→ What you will do:
Return every line of the rows below that contains the string "given", matching case exactly.

++++ Task data ++++

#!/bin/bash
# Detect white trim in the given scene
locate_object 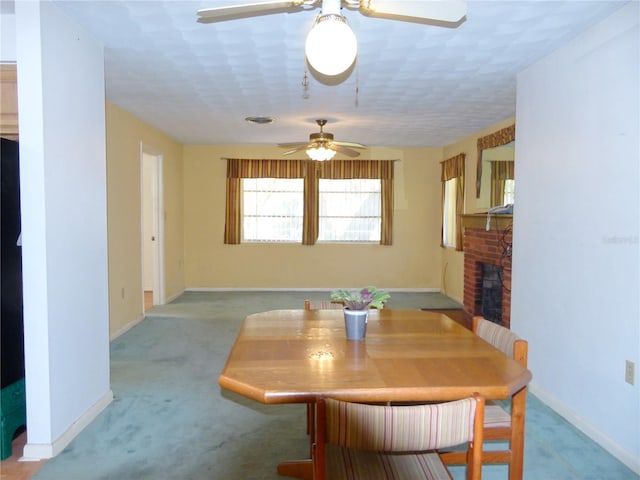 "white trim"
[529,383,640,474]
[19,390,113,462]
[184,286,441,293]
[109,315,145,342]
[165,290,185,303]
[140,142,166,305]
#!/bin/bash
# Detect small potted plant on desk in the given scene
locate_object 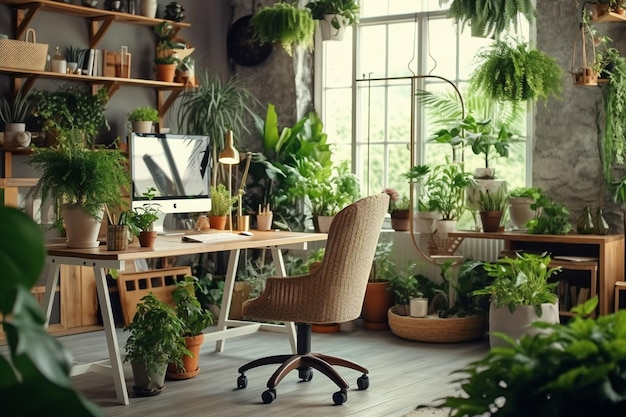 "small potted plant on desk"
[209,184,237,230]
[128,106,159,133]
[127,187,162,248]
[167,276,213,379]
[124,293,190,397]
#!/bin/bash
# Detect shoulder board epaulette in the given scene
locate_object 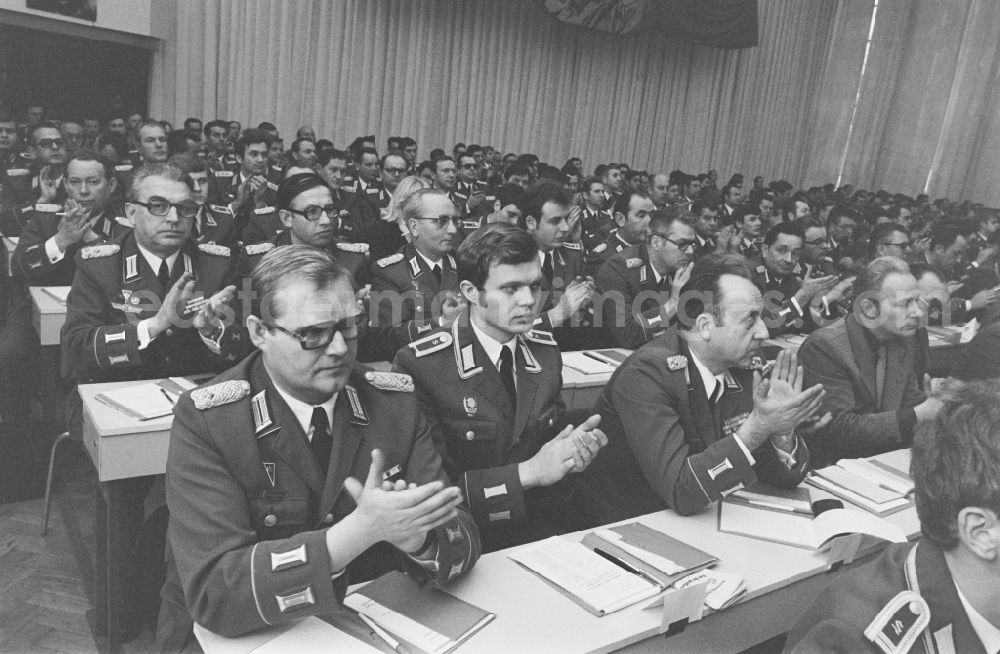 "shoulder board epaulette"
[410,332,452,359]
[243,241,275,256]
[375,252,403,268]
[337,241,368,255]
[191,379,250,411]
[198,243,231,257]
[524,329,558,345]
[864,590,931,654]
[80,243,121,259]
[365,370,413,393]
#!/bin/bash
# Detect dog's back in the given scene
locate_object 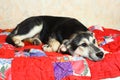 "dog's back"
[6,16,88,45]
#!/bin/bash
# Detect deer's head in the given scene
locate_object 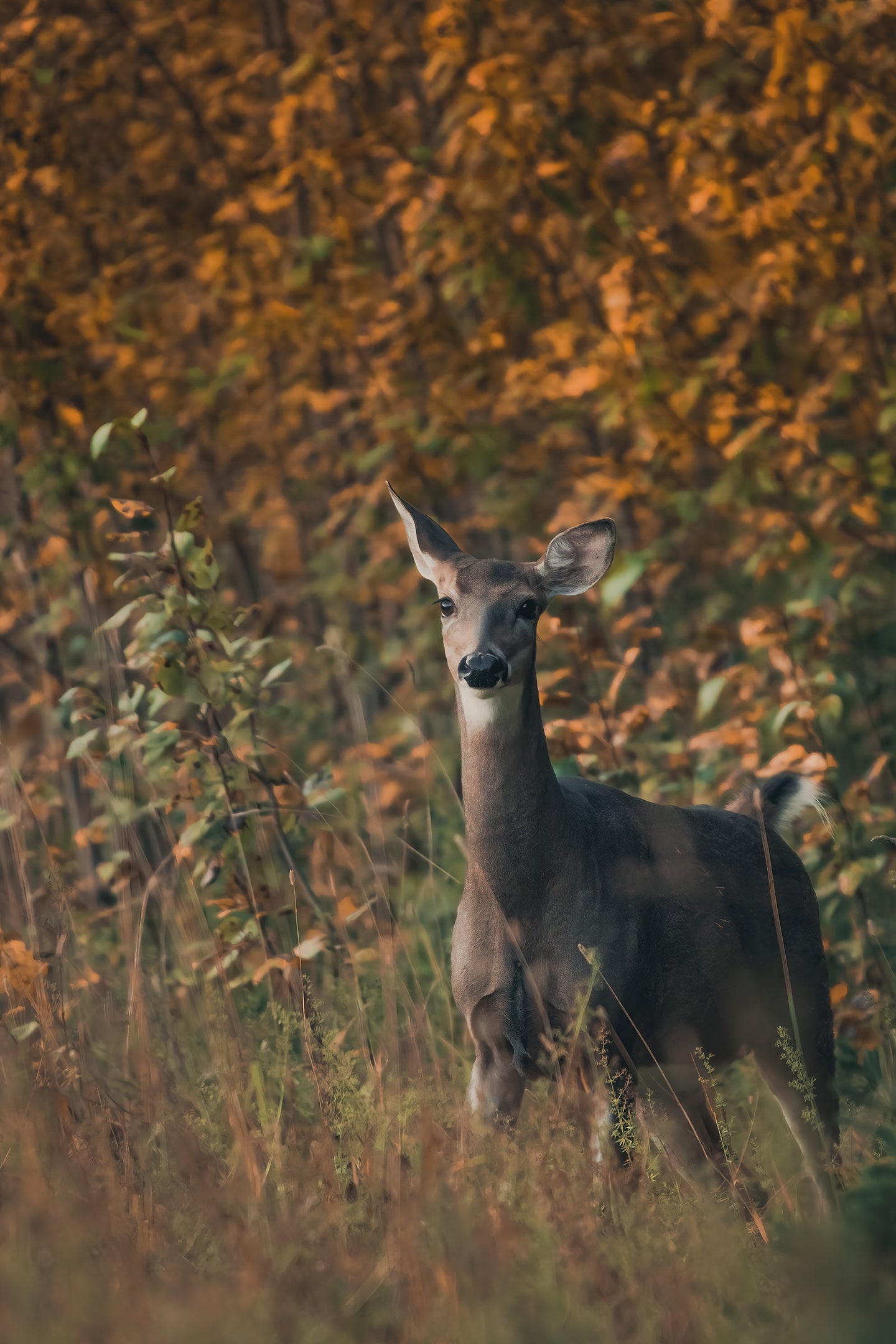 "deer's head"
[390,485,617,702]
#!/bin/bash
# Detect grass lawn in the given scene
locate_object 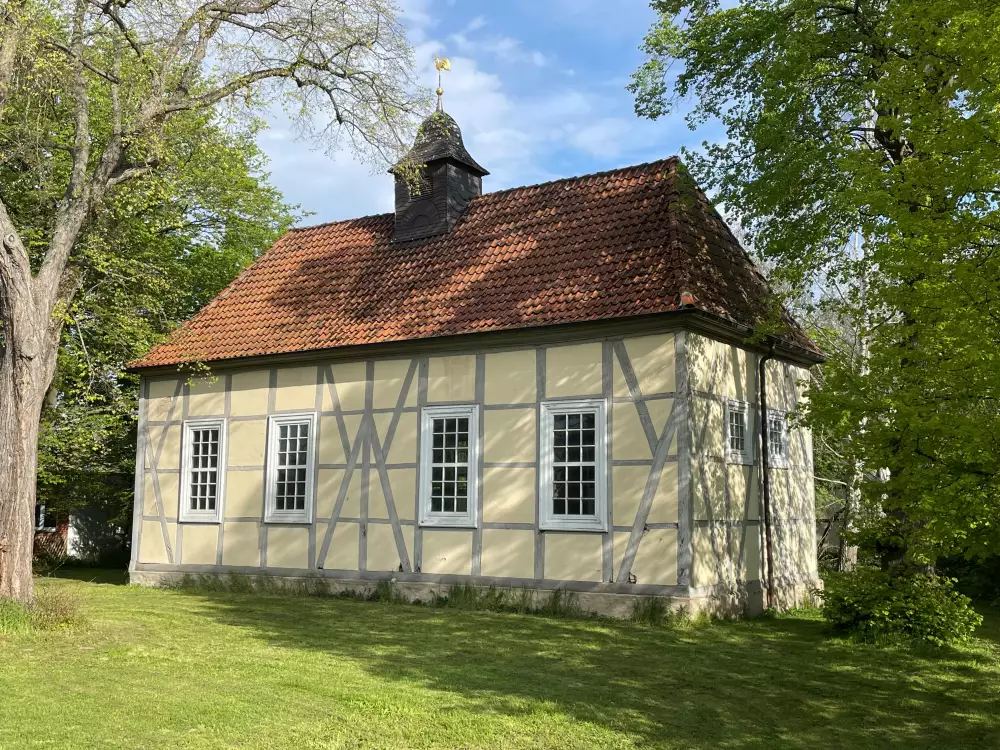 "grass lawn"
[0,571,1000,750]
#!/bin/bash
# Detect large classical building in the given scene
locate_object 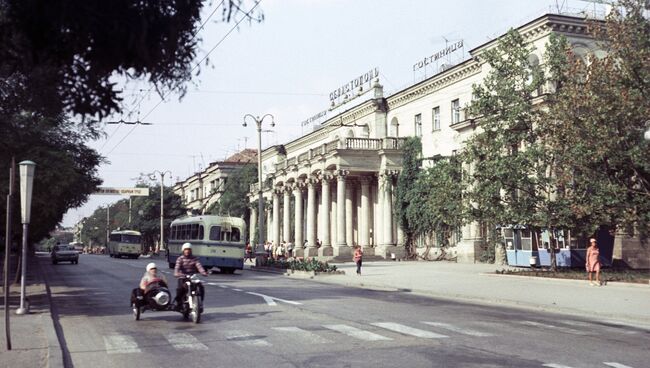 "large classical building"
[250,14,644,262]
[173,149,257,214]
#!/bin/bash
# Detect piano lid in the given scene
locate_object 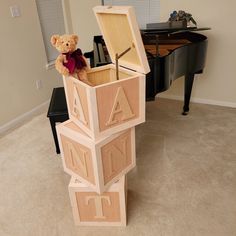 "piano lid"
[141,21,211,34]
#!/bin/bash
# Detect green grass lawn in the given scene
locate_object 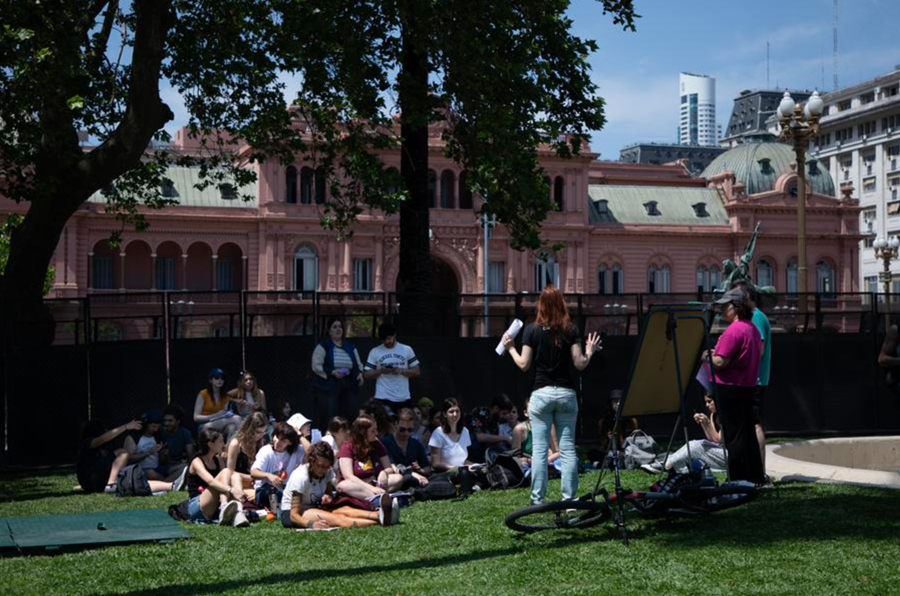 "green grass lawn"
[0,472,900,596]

++++

→ Output:
# Detect white trim in the given scene
# Detect small potted plant on desk in the given scene
# Detect shoulder board epaulette in the given scene
# Detect dog's back in the given scene
# Detect deer's head in the given scene
# Detect grass lawn in the given scene
# Detect large classical building in the given scene
# Detect piano lid in the given scene
# Detect green grass lawn in the given scene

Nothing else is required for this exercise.